Tally the rows below that contain the string "cabinet" and reply with the number alone.

##############################

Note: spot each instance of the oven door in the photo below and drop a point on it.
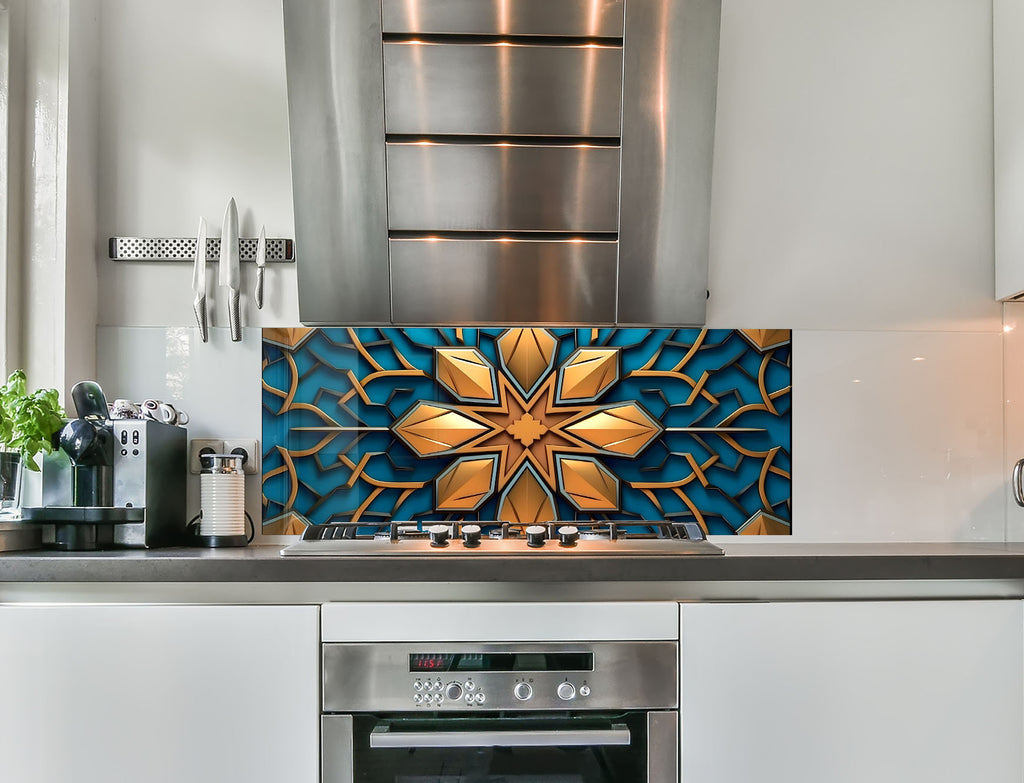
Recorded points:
(625, 747)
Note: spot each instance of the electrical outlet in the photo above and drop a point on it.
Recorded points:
(200, 445)
(249, 448)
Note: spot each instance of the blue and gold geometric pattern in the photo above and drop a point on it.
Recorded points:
(527, 425)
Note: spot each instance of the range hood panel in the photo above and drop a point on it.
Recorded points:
(495, 281)
(462, 89)
(518, 17)
(491, 187)
(579, 133)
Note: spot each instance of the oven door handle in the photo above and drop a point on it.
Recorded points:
(617, 734)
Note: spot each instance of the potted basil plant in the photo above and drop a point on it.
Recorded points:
(28, 423)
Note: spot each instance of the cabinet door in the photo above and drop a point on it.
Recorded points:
(159, 694)
(852, 692)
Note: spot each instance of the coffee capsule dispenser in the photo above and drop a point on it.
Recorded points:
(113, 482)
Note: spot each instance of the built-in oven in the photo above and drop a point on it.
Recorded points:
(500, 712)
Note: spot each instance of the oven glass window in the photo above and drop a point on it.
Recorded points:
(534, 756)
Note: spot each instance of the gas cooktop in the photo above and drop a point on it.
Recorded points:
(502, 538)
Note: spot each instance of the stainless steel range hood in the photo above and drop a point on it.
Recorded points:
(502, 161)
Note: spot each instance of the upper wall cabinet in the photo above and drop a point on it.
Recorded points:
(502, 162)
(1008, 76)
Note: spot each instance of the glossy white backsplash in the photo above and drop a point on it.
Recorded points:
(1013, 361)
(896, 436)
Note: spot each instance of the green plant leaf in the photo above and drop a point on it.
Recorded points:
(29, 421)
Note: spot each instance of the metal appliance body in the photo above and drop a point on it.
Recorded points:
(549, 160)
(582, 710)
(147, 485)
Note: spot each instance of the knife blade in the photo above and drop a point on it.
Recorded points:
(229, 276)
(199, 281)
(260, 264)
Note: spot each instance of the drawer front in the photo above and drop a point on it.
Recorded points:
(502, 187)
(503, 89)
(523, 17)
(498, 281)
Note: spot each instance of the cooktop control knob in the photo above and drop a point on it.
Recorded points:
(471, 535)
(438, 535)
(453, 692)
(536, 535)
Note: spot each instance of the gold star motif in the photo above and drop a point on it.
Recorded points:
(526, 429)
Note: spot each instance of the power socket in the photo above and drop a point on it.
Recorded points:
(249, 448)
(198, 446)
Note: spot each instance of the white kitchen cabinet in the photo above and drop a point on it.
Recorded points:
(852, 692)
(159, 694)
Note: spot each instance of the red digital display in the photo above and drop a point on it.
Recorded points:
(430, 661)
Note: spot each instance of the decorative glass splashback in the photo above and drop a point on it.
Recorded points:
(527, 425)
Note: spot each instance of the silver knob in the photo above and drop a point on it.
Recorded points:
(453, 692)
(536, 535)
(438, 535)
(471, 535)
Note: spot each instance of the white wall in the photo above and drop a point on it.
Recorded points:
(852, 203)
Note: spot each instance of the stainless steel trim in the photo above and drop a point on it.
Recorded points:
(502, 89)
(496, 187)
(372, 677)
(528, 17)
(670, 83)
(1017, 484)
(497, 281)
(336, 749)
(336, 121)
(663, 747)
(619, 734)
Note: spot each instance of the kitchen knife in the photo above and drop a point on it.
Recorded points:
(229, 267)
(199, 281)
(260, 264)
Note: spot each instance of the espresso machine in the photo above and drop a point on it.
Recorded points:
(113, 482)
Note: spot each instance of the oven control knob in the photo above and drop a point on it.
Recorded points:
(438, 535)
(471, 535)
(536, 535)
(568, 535)
(453, 692)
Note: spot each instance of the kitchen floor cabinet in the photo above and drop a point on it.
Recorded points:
(852, 692)
(159, 694)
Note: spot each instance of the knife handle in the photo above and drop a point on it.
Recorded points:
(199, 305)
(258, 294)
(235, 317)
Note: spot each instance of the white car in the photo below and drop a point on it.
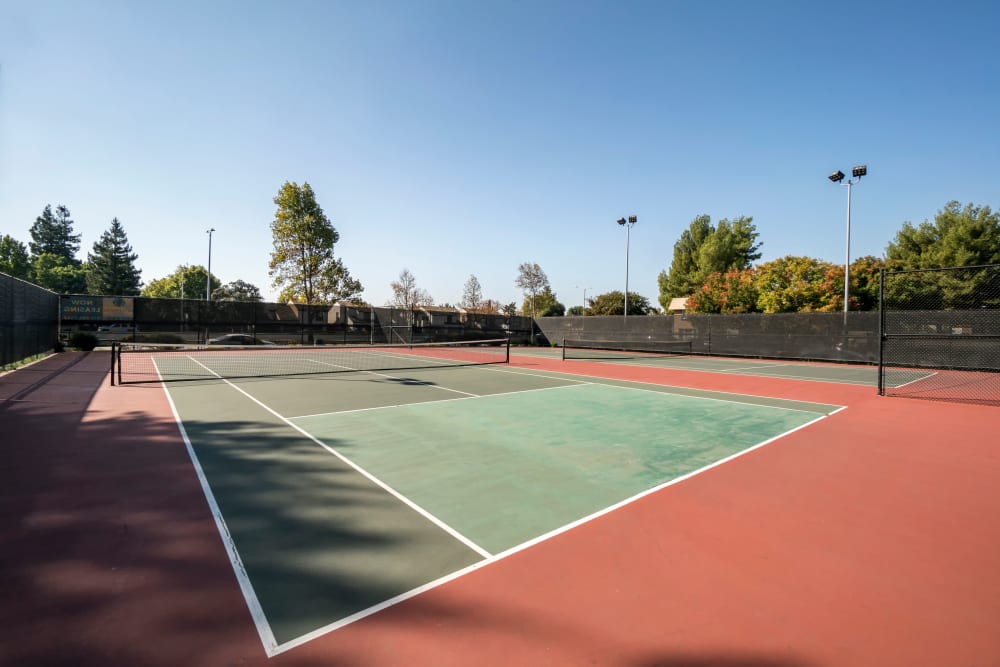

##############################

> _RESULT_: 4